**DIRECTION 1**
In the PostgreSQL excerpt, which PostgreSQL version is in use?
**DIRECTION 2**
Output the PostgreSQL excerpt between "On 03/01/2008, Tom" and "while to commit.", inclusive.

**SOURCE EXTRACT**
=-=-=-=-=

On 03/01/2008, Tom Lane <tgl@sss.pgh.pa.us> wrote:
>
> "Peter Childs" <peterachilds@gmail.com> writes:
> > Using Postgresql 8.1.10 every so often I get a transaction that takes a
> > while to commit.

>
> > I log everything that takes over 500ms and quite reguallly it says

> things
> > like

>
> > 707.036 ms statement: COMMIT

>
> AFAIK there are only two likely explanations for that:
>
> 1. You have a lot of deferred triggers that have to run at COMMIT time.
>
> 2. The disk system gets so bottlenecked that fsync'ing the commit record
> takes a long time.
>
> If it's #2 you could probably correlate the problem with spikes in I/O
> activity as seen in iostat or vmstat.

=-=-=-=-=

**PROVIDED RECORDS**
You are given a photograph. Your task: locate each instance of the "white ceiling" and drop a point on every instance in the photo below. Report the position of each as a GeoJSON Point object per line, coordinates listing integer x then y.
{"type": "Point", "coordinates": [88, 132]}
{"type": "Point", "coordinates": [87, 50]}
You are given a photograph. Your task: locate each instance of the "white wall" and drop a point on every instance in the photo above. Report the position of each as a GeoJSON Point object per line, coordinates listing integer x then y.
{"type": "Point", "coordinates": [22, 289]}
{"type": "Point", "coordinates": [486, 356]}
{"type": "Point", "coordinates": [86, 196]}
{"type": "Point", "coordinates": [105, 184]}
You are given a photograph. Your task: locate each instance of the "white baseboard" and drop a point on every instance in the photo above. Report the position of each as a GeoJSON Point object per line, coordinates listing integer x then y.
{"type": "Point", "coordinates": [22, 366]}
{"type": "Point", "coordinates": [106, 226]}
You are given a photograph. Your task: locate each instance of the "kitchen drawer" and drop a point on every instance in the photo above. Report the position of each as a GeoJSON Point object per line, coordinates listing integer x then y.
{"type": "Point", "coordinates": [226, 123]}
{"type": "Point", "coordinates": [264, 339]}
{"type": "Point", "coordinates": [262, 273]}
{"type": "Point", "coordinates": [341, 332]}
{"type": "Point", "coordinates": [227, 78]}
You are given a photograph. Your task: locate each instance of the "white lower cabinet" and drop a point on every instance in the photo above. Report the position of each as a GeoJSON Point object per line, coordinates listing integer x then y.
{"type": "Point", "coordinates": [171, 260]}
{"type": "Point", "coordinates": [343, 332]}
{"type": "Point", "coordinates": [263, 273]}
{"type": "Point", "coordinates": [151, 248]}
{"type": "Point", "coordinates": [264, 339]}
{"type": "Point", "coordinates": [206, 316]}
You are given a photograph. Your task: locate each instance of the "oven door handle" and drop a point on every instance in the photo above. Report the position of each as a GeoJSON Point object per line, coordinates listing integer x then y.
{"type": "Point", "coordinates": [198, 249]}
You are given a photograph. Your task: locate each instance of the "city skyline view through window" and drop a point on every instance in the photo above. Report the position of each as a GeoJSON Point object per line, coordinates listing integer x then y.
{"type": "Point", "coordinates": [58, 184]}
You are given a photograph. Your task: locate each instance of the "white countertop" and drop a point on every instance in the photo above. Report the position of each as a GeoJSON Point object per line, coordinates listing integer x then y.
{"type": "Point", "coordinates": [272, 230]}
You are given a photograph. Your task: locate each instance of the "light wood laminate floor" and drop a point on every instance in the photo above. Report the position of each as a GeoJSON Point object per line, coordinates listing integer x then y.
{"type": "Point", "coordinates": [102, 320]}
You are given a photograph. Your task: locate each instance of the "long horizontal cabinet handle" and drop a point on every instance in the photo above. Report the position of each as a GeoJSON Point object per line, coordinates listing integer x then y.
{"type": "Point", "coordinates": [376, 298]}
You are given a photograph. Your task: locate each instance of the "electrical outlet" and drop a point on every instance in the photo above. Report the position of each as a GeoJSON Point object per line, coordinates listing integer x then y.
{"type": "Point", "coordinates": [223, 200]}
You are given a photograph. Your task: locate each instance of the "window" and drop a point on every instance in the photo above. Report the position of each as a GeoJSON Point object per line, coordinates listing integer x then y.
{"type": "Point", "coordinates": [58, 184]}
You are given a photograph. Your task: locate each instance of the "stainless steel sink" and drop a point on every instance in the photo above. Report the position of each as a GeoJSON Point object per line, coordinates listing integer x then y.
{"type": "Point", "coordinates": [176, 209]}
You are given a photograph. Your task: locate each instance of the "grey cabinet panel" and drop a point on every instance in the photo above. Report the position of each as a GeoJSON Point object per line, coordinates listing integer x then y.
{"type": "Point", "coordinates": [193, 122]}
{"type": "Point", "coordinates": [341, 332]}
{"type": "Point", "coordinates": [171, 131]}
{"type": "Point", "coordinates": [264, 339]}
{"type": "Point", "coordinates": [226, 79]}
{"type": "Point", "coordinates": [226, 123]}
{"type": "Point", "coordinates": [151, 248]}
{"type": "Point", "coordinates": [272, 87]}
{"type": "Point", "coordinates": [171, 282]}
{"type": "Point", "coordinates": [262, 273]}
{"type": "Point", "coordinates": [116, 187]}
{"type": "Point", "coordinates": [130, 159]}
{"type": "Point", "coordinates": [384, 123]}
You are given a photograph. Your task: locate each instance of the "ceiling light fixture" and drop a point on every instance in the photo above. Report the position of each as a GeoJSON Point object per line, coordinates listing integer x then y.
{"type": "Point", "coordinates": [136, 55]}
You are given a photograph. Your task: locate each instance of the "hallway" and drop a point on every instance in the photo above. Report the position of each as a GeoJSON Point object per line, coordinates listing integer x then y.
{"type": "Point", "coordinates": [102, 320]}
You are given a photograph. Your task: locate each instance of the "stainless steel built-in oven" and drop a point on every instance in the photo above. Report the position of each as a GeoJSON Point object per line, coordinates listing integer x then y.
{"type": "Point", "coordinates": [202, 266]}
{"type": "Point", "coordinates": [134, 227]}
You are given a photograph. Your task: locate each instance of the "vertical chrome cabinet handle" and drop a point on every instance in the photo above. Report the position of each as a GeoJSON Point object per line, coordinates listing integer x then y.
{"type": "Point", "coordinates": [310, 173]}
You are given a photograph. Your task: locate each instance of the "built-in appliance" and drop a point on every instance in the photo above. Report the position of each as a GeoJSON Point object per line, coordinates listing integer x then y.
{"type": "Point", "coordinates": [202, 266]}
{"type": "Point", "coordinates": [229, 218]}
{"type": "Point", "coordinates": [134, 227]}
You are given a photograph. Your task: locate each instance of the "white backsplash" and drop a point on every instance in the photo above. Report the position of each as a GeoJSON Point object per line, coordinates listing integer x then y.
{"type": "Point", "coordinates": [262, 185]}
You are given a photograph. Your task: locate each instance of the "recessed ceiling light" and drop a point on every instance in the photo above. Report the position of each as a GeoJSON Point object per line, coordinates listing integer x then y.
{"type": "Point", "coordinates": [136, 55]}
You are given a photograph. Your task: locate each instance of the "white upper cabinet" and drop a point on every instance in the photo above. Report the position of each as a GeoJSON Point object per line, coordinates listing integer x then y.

=-=-=-=-=

**FINAL RESULT 1**
PostgreSQL 8.1.10.

**FINAL RESULT 2**
On 03/01/2008, Tom Lane <tgl@sss.pgh.pa.us> wrote:
>
> "Peter Childs" <peterachilds@gmail.com> writes:
> > Using Postgresql 8.1.10 every so often I get a transaction that takes a
> > while to commit.